Word for word, repeat each entry that follows.

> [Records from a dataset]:
+ + +

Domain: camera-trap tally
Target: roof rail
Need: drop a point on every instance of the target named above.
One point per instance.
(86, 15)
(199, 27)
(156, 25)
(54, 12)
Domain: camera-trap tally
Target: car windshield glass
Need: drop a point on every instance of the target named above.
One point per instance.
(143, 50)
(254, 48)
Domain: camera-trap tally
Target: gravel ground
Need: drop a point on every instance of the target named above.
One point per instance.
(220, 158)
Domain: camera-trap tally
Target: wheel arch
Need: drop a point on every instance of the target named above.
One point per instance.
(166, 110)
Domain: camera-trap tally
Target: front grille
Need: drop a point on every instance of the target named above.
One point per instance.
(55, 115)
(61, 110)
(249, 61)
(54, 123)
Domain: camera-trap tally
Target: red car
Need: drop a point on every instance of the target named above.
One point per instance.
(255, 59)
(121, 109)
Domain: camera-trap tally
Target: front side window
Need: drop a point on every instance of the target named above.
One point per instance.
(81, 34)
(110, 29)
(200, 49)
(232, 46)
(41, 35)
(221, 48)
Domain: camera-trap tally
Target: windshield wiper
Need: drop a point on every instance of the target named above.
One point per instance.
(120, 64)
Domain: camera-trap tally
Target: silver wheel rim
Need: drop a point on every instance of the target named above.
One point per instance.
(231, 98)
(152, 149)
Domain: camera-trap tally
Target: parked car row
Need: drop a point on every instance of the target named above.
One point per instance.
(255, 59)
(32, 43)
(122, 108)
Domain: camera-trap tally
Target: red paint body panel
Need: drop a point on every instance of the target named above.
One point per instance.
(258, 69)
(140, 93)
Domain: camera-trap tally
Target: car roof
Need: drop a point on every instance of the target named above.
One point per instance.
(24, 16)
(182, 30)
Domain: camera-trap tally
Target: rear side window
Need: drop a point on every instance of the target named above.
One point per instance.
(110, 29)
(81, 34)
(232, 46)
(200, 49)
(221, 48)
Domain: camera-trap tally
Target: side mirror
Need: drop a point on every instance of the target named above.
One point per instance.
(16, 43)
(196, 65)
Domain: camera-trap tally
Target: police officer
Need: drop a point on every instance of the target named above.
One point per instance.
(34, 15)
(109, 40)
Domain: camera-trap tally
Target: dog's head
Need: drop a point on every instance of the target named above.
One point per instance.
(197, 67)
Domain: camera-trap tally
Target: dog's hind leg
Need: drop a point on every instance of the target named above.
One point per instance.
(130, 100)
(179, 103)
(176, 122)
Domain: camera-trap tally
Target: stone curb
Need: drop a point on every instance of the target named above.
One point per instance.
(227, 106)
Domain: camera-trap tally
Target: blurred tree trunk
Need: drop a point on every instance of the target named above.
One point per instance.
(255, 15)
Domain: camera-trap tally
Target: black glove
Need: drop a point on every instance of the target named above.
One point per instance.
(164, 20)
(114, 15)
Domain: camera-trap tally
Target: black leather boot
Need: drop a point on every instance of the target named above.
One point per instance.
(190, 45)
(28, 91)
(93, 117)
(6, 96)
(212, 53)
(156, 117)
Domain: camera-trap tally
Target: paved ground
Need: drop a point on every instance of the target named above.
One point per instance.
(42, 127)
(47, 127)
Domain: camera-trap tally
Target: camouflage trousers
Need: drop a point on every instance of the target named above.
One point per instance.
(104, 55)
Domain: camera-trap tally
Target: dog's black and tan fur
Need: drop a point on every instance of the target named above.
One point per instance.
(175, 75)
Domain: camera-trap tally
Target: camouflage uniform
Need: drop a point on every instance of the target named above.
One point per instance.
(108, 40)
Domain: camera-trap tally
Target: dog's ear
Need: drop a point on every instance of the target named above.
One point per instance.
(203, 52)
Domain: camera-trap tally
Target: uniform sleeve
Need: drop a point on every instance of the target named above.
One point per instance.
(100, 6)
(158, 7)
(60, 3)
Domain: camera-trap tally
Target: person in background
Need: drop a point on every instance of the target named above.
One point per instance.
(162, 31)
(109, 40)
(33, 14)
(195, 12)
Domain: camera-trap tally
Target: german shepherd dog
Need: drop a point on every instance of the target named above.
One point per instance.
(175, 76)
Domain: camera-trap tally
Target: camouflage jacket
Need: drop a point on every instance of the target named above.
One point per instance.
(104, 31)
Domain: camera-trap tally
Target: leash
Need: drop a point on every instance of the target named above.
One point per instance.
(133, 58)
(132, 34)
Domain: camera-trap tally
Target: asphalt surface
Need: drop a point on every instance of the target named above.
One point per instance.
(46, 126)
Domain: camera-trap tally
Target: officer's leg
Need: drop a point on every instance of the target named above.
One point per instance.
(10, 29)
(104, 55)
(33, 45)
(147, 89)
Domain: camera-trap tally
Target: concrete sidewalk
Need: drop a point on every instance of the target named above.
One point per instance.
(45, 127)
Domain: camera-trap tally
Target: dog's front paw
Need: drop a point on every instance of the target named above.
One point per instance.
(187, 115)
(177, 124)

+ + +

> [Result for this exercise]:
Domain: camera-trap tally
Target: roof rail
Need: drop a point on every instance of the target named above.
One point per instance.
(86, 15)
(199, 27)
(156, 25)
(54, 12)
Domain: camera-trap tally
Target: car windshield glass
Need: drop a point on every instance of the target named above.
One point per instance.
(143, 50)
(254, 48)
Domain: camera-trap tally
Target: gravel ground
Need: drop a point on every instance of the target named above.
One point per instance.
(220, 158)
Domain: camera-trap tally
Target: wheel arch
Need: drop a point on every instance of the target named above.
One point per instance.
(166, 110)
Domain: camera-trap tally
Target: front grille
Need: drop a point on every instance of the target named above.
One point per instance.
(55, 115)
(61, 110)
(249, 61)
(54, 123)
Domain: camera-trap tally
Target: red car
Need: drop a point on every instance of the target named above.
One point per instance.
(255, 59)
(121, 109)
Domain: camera-trap tally
Target: front side window
Need: drop a point on every instance of the target named above.
One point per instance.
(81, 34)
(110, 29)
(200, 49)
(232, 46)
(41, 35)
(221, 48)
Domain: camera-trap tally
Target: windshield wiper
Need: drop a point on every instance of the target named above.
One point per instance.
(120, 64)
Domain: camera-trap tally
Target: silver wheel rim
Need: drop a point on every instance of the target named above.
One point per instance.
(231, 98)
(152, 149)
Domain: camera-trap tally
Target: parked car row
Need: drop a point on every instance of the target named above.
One point per instance.
(255, 59)
(32, 43)
(122, 108)
Domain: camera-trap tally
Target: red paint body panel
Need: drop a point on every instance of the target named above.
One point per instance.
(258, 69)
(140, 93)
Domain: camera-trap tally
Target: car roof
Need: drop a point on every instance of the target named above.
One point per instance.
(24, 16)
(182, 30)
Domain: camera-trap tally
Target: rear side window
Need: drop a point on every instance of the target named above.
One point per instance.
(110, 29)
(81, 34)
(232, 46)
(200, 49)
(221, 48)
Domain: camera-trap tally
Target: side mirror
Need: drop a point on every instance of the target named above.
One point per instance.
(16, 43)
(196, 65)
Domain: camera-trap tally
Target: police officer
Need: drop a point on every instance of the target named above.
One point per instance.
(34, 15)
(109, 40)
Domain: camera-trap tally
Target: dog's head
Need: drop a point on every instance of the target named above.
One point per instance.
(197, 67)
Domain: camera-trap tally
Target: dog's hind leg
Need: drop a point on every instance of the target named above.
One point per instance.
(130, 100)
(179, 103)
(176, 122)
Domain: camera-trap tally
Target: stone curb
Need: drop a point on every instance of the target named above.
One point per instance.
(227, 106)
Domain: camera-trap tally
Target: blurred tree trunk
Need: drop a point on every instance of the target named above.
One point per instance.
(255, 15)
Domain: camera-trap tally
Target: black glove
Need: drop a point on every instance of the target named above.
One point per instance.
(164, 20)
(114, 15)
Domain: camera-trap tally
Target: black leather boot
Need: drop a point on every instance of the target named above.
One point per instance.
(190, 45)
(28, 91)
(93, 117)
(6, 96)
(212, 53)
(156, 117)
Domain: camera-trap tally
Target: paved ground
Need: drop a point on every instance of the target named above.
One point per instance.
(42, 127)
(47, 127)
Domain: camera-trap tally
Target: camouflage trousers
Need: drop a point on every instance of the target named above.
One point per instance.
(104, 55)
Domain: camera-trap tally
Target: dog's black and tan fur
Need: drop a point on every instance of the target named above.
One point per instance.
(175, 75)
Domain: camera-trap tally
Target: camouflage uniform
Need: drop a point on every instance of the target named above.
One point per instance.
(108, 40)
Domain: camera-trap tally
Target: dog's ear
Need: drop a point on every instance of the target named above.
One point per instance.
(203, 52)
Domain: camera-trap tally
Target: uniform sleeve
Need: drop a point on every instance of the target named above.
One point per instance.
(100, 6)
(158, 7)
(60, 3)
Domain: camera-trap tally
Target: person in background
Need: drop a point on every instance of the target named above.
One point per instance.
(162, 31)
(109, 40)
(33, 14)
(195, 12)
Domain: camera-trap tally
Target: german shepherd dog
Need: drop a point on every instance of the target named above.
One point per instance.
(175, 76)
Domain: camera-trap tally
Target: camouflage jacket
Need: drop a point on every instance of the target named above.
One point per instance.
(104, 31)
Domain: camera-trap tally
Target: leash
Need: drop a point on every instance of the target named above.
One point per instance.
(133, 58)
(132, 34)
Domain: camera-trap tally
Target: asphalt surface
Need: drop a point on every instance of the target named above.
One point per instance.
(46, 126)
Domain: camera-trap tally
Target: officer's leg
Need: drop a point on every instance of the target named above.
One point per instance.
(10, 29)
(104, 55)
(33, 45)
(147, 89)
Domain: camera-trap tally
Target: concrete sidewalk
Need: drop a point on every instance of the target named above.
One point per instance.
(45, 127)
Domain: camera-trap tally
Target: dog's front paw
Need: drop a point on every instance of the target named above.
One point per instance.
(187, 115)
(177, 124)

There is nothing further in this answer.